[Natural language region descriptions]
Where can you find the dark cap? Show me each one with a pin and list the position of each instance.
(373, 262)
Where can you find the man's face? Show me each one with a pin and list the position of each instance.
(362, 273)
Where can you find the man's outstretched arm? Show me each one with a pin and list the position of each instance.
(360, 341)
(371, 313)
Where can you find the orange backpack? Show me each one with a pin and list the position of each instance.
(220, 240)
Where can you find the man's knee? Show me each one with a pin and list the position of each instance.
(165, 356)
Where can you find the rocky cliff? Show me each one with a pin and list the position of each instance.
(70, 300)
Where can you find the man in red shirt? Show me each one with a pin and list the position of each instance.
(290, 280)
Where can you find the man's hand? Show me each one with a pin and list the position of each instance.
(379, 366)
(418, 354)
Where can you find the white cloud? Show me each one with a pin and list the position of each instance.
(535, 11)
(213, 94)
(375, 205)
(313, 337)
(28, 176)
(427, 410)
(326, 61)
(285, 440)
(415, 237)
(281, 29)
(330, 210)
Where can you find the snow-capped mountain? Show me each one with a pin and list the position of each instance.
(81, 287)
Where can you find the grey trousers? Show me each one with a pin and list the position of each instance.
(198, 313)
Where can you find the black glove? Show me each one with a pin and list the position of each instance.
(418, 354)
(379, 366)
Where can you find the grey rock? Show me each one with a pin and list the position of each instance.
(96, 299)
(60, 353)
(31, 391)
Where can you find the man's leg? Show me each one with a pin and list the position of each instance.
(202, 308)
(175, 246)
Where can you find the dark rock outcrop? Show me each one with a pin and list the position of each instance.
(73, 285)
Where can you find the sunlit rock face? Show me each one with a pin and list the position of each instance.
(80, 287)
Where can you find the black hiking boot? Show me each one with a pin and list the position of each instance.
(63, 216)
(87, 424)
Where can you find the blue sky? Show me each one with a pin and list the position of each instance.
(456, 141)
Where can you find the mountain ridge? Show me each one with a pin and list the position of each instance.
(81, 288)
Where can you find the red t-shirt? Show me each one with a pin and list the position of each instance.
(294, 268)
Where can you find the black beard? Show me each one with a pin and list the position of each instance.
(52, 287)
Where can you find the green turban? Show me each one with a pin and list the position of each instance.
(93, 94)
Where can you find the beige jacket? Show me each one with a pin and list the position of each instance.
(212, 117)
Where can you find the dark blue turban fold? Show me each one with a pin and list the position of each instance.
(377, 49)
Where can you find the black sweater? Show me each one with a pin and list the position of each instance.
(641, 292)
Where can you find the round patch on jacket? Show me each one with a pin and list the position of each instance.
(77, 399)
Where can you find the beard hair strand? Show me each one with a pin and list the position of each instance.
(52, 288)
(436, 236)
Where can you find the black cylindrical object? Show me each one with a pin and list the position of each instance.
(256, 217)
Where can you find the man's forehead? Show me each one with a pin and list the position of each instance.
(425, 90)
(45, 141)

■ What is being asked ■
Beginning with the line that contains "Where can you find the man's forehead?", set down every line through the end of the data without change.

■ Solution below ■
Where can you find the man's forehead? Show me each one with a pin and list the position of each instance.
(425, 90)
(45, 141)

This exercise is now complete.